(Supplied passage)

▽

There are good reasons why gardeners grow more butternuts than other types of winter squash. The vines resist attack by squash vine borers, a common insect pest in North America, and storing butternut squash is easy, too. Simply cure the mature squash in a warm place for a few weeks, and then move them to a cool, dry spot to stay until they are gone. There is no hurry, because a perfect butternut will keep for at least six months, and sometimes longer.
Many gardeners also say that butternuts are their favorite winter squash to eat, because the flesh is moist and a darker shade of orange compared to most other types. However, there is disagreement on how to cut butternut squash, and some lack of clarity on how to peel butternut squash, too. Using three small specimens that had landed hard when I dropped them and were therefore unfit for storage, I checked out various recommended ways to cut and peel butternut squash.
How to Cut Butternut Squash
Depending on the dish you have in mind, you will cut a butternut into halves for roasting and/or stuffing, or you will want cubes for roasting or making into soup. Cutting a butternut into halves is easy. Use a sharp knife to cut off both ends, and then stand the squash on the flat bottom end. Slice it in half from the top down, and use a melon baller or grapefruit spoon to scoop out the seeds.
The most efficient way to cut butternut squash into cubes is to peel the raw squash first, using a vegetable peeler. Peeling butternut squash with a peeler is easier than using a knife, because the peeler cuts at just the right depth, and adjusts to squash’s curved surfaces better than a stiff knife. If you first cut off the bottom of the squash, you can hook your peeler over the cut edge and then pull it towards you, which should remove a long ribbon of rind.

△

(Records)
▽

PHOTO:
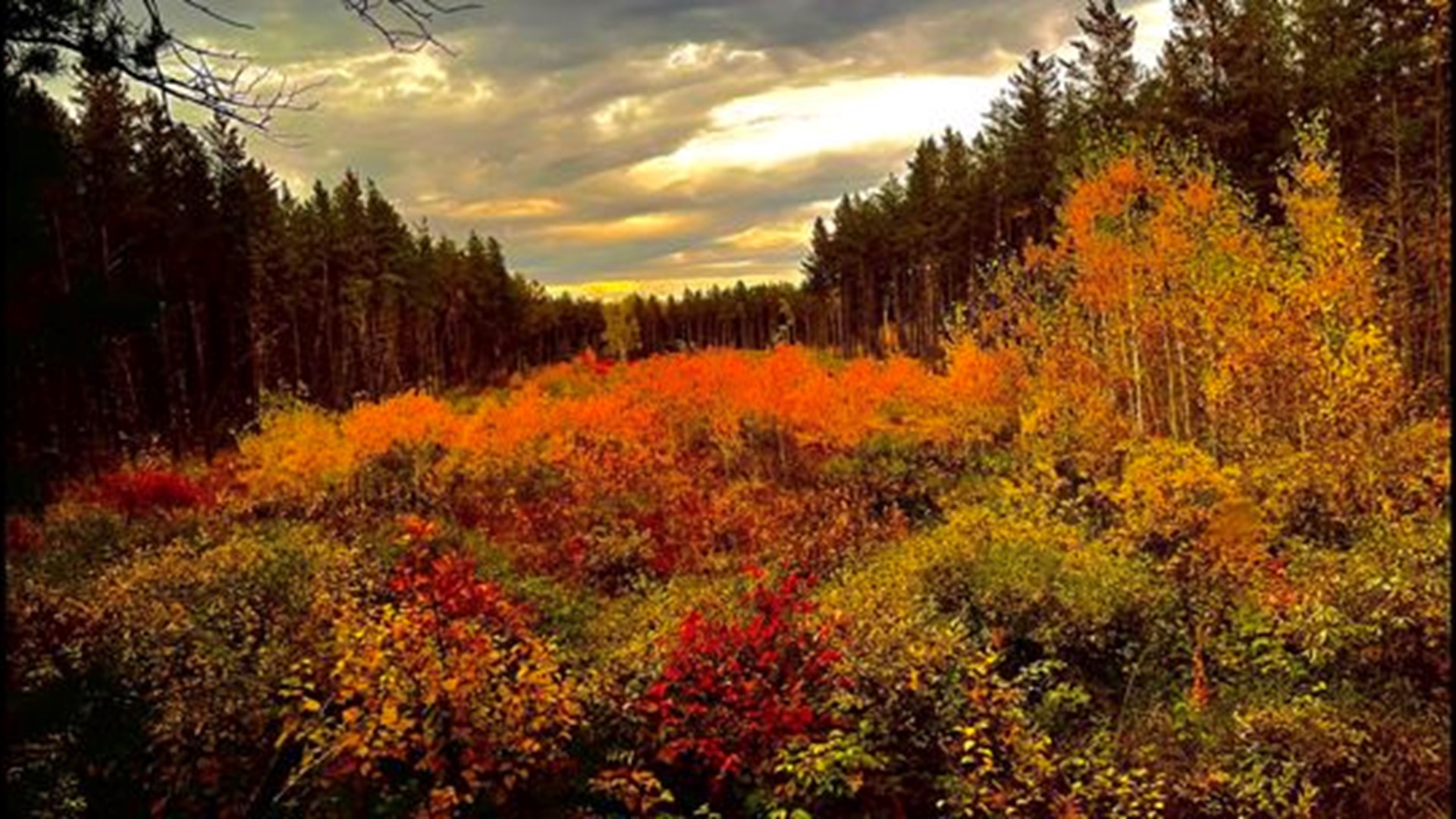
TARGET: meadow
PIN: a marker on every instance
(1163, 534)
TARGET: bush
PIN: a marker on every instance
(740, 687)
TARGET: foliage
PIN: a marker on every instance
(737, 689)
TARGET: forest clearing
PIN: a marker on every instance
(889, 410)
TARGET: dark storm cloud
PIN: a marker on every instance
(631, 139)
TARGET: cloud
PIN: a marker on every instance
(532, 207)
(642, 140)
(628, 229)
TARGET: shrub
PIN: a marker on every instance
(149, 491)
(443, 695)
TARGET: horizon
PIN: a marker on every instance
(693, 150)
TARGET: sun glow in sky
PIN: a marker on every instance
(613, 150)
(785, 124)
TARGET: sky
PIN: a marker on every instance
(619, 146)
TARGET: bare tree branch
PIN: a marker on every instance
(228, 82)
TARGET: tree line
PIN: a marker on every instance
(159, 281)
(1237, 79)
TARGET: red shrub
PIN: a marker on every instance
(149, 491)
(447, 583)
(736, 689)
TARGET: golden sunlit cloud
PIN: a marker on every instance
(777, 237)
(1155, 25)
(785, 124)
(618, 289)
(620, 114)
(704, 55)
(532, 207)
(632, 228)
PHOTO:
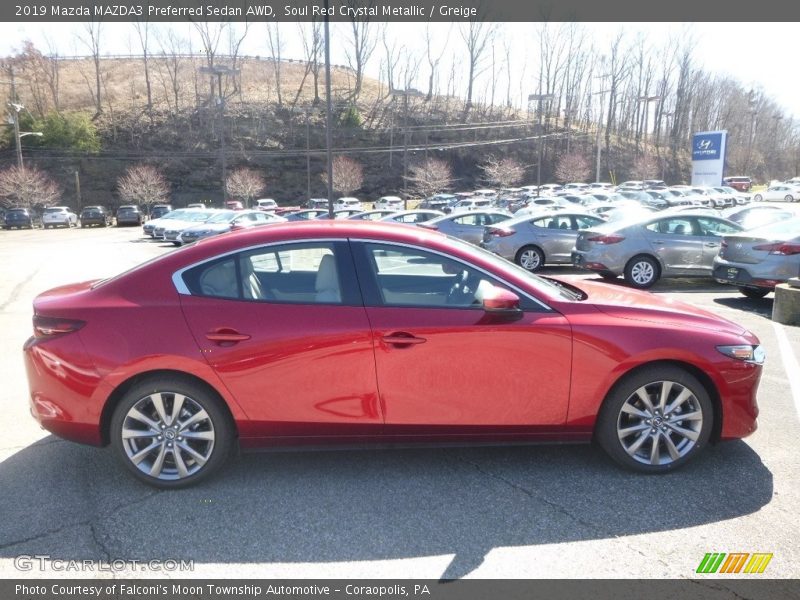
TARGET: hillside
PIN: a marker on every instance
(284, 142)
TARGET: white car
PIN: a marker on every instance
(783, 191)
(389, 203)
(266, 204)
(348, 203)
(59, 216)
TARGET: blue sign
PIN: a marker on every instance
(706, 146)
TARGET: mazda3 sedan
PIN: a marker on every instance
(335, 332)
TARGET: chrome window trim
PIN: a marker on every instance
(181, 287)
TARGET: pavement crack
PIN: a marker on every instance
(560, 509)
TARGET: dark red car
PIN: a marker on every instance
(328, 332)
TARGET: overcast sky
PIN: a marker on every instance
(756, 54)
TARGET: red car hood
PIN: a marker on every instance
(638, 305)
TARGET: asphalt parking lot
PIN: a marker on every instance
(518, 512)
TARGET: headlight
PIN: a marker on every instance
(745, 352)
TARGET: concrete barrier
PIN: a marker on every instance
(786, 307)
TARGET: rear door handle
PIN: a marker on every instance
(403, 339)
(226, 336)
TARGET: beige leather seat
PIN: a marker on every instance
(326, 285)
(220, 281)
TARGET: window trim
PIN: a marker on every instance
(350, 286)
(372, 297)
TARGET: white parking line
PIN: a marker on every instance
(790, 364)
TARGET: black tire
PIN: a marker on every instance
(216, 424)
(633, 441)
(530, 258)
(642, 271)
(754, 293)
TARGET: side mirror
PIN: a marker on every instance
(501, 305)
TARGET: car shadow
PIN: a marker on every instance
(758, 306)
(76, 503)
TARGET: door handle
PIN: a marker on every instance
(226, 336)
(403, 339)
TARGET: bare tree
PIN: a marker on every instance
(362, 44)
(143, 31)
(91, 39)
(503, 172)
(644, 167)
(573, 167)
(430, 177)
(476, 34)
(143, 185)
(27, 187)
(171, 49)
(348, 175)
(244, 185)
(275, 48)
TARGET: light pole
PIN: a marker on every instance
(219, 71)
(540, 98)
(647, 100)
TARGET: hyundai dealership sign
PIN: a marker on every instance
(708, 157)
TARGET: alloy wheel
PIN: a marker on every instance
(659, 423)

△
▽

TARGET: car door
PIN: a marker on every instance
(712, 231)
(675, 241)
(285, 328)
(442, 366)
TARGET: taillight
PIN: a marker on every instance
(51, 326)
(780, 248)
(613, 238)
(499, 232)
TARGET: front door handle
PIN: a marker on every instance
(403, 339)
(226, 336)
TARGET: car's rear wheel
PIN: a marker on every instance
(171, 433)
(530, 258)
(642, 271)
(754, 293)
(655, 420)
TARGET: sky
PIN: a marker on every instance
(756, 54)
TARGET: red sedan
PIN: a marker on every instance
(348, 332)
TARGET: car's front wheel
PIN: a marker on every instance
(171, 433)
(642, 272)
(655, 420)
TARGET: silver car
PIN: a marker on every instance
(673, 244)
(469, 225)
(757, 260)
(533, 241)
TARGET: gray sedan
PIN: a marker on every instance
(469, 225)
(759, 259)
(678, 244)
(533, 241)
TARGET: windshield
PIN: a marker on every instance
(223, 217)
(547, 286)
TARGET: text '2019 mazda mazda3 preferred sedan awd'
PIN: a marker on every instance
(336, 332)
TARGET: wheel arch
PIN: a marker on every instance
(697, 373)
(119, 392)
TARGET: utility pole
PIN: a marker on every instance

△

(Apply what you read)
**A)** According to the butternut squash passage, how long will a perfect butternut keep in storage?
**B)** Resume the butternut squash passage after its last sentence.
The data plays no part in what follows and can be left aside.

(Task-by-task answers)
**A)** At least six months, and sometimes longer.

**B)**
As a reality check, I timed how long it took me to peel and cut butternut squash using a peeler or knife, because a sharp knife works well with squash that have thick, straight necks, or so I thought. In addition to being slow compared a peeler, the knife created more waste because more bits of usable flesh ended up in the compost bucket.
Another directive on how to cut butternut squash I have seen on the internet, using the microwave, was a disaster. The procedure involves cutting off both ends of the squash, poking the rind in several places with a fork, and microwaving it for 2 to 3 minutes, depending on size. When the squash is cool enough to handle, theoretically it should peel like a dream, only it doesn’t. The semi-steamed rind sticks to the flesh instead of coming away easily, which makes quite a mess and had no benefit I could discern.
More Tips for Peeling Butternut Squash
When a bug bites into a butternut rind, it is quickly deterred by a gush of latex-like substances, which work like bitter glue. The amount and concentration of these plastic-y fluids varies from one squash to another, but cutting and peeling butternut squash can leave your hands coated with a thin, glue-like substance that won’t wash or rub off, and the yellowish flakes look like a strange skin disease. The best way to remove squash residue from your hands is to use pieces of clear packing tape to strip it off. The only other thing that works is time.